> _TASK DETAILS_: A word-for-word copy of the lines from the one holding "Can you find the metal" through the final line of the records below is the only output asked for.

Dataset records:
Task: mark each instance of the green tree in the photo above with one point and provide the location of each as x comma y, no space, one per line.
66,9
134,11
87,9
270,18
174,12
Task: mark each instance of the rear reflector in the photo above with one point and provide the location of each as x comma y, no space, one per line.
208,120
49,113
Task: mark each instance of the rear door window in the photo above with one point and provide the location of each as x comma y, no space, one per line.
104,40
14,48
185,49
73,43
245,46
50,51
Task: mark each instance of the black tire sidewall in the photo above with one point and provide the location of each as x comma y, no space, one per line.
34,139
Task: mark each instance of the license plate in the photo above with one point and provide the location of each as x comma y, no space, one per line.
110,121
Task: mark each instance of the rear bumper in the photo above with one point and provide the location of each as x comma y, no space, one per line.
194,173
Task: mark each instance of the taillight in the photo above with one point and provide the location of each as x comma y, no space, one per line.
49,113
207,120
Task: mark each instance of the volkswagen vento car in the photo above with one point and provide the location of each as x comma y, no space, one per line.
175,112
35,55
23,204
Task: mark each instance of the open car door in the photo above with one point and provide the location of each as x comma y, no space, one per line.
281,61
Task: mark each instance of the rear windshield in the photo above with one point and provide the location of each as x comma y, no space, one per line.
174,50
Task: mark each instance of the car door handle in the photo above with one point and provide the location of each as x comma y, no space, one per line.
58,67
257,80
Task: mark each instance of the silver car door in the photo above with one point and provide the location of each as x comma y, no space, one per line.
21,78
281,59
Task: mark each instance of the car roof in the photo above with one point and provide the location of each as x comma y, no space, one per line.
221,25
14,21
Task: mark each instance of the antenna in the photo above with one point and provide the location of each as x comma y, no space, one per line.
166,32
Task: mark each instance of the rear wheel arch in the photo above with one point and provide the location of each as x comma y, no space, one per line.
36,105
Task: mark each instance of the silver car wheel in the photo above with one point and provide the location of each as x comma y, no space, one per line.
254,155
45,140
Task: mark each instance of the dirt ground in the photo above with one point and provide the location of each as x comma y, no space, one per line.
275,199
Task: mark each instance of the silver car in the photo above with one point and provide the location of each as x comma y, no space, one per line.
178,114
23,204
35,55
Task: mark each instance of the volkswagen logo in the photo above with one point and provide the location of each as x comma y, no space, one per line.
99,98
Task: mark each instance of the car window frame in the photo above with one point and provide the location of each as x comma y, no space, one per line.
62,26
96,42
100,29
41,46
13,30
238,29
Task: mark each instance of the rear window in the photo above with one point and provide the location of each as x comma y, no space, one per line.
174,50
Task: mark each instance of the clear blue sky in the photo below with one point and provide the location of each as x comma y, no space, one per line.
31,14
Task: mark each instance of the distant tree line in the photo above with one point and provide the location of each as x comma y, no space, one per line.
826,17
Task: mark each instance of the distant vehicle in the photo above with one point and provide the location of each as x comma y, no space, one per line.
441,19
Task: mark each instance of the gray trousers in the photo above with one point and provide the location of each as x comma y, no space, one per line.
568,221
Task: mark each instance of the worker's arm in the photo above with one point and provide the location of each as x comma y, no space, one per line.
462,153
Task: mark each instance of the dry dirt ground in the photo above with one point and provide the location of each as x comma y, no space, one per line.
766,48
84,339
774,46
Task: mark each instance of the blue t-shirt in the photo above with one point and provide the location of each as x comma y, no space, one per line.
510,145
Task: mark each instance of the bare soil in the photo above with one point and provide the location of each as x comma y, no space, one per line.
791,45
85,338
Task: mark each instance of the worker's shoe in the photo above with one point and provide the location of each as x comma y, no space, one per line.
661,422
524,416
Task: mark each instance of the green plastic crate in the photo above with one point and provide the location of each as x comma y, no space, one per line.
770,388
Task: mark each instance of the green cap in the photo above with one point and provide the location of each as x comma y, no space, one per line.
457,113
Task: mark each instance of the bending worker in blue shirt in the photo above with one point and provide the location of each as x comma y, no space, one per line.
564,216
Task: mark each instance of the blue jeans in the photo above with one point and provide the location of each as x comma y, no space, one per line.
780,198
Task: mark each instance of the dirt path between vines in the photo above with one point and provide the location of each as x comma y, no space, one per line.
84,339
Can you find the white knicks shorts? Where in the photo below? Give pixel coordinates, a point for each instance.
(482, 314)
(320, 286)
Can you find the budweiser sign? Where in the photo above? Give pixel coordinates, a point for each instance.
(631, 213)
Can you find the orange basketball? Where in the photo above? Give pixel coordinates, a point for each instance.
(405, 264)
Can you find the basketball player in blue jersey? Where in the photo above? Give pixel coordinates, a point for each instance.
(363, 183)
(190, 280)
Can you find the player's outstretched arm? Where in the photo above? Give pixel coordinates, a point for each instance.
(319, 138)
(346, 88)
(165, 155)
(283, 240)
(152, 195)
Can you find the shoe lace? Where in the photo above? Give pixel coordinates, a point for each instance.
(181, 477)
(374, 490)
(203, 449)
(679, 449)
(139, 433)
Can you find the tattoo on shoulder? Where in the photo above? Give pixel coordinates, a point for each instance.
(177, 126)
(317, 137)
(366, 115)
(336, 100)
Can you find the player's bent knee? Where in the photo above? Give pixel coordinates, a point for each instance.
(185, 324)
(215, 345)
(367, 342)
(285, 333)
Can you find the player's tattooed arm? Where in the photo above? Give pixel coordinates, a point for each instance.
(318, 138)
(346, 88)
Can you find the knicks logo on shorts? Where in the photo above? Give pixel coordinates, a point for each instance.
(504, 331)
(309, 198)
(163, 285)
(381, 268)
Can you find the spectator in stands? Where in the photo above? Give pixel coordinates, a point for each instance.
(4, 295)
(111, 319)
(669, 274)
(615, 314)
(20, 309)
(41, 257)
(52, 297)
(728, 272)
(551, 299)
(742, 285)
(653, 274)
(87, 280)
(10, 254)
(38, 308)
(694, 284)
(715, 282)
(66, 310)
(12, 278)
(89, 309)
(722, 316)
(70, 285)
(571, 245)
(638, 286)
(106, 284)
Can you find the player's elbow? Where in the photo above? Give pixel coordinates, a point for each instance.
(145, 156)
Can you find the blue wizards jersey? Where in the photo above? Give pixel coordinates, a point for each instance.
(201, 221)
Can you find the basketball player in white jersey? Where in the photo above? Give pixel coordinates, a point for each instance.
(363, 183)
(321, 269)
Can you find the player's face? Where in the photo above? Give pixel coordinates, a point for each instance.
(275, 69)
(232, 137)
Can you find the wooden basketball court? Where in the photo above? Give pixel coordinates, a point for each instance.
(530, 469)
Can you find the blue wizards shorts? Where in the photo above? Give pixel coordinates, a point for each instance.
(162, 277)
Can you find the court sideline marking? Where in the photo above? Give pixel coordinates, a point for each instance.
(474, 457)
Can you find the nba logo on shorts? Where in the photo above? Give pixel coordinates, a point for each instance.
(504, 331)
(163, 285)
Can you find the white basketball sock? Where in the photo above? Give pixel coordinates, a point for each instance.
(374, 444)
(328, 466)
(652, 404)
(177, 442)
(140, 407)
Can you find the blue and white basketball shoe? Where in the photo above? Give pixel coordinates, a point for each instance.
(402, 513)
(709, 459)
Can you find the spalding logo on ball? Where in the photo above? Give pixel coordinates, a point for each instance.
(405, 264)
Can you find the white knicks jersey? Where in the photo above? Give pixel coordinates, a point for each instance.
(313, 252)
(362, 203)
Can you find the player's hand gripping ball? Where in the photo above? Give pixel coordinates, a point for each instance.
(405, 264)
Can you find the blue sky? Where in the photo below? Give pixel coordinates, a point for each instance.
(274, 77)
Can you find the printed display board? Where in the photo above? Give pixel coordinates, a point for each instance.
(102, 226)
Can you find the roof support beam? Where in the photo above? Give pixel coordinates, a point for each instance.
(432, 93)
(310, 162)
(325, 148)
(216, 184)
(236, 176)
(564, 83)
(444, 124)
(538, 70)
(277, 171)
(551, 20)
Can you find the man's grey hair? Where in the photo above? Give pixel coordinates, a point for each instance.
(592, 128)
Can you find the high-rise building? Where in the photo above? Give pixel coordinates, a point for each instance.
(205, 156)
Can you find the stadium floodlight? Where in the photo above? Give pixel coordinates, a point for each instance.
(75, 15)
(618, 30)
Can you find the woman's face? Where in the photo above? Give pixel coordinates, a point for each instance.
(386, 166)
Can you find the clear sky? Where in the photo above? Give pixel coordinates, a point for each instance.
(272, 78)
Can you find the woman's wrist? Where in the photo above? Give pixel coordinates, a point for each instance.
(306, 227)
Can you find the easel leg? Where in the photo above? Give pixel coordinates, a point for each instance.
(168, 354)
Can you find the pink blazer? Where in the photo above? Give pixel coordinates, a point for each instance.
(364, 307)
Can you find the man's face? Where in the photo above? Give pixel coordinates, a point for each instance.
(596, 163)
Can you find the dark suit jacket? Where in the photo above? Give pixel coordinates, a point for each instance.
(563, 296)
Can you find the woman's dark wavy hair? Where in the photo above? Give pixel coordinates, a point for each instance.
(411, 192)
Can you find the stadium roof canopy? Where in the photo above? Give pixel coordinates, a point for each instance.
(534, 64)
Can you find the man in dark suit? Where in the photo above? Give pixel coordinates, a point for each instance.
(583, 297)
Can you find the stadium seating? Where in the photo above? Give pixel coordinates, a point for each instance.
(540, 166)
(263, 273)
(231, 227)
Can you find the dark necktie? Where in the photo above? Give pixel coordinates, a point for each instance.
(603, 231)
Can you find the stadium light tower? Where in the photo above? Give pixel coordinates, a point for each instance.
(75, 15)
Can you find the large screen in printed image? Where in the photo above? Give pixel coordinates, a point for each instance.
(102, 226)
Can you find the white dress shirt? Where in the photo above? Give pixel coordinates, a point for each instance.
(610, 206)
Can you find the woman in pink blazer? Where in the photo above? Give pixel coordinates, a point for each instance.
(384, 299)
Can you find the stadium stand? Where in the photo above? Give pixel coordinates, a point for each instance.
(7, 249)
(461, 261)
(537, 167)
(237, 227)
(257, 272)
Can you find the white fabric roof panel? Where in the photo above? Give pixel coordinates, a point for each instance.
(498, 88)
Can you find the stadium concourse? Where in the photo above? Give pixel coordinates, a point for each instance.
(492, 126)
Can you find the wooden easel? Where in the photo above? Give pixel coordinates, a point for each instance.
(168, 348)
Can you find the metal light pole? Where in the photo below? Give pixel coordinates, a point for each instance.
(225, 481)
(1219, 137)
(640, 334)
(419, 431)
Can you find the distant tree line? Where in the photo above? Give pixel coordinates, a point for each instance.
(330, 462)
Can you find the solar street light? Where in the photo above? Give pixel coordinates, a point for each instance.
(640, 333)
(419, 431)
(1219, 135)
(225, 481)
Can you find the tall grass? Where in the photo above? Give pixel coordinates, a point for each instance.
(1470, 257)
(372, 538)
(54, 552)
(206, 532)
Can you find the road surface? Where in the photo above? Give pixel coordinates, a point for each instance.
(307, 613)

> _PROBLEM SOLUTION_:
Can you find the metal light pole? Where in the photo below? Give pixel coordinates, a point for each instance.
(225, 481)
(1219, 137)
(640, 334)
(419, 431)
Can you find the distant tree line? Where in the photo above? Give pixel coordinates, a point for each instance.
(330, 462)
Can you find the solar street light? Where in the photo above? Give pixel coordinates, a point for each instance.
(640, 333)
(419, 431)
(1219, 135)
(225, 481)
Can you find the tall grass? Where in the photo above? Give pixel coordinates, a point for each instance.
(1470, 257)
(372, 538)
(54, 552)
(206, 532)
Can you find the road surface? Where in the photo above? Give pixel coordinates, a point for each instance.
(307, 613)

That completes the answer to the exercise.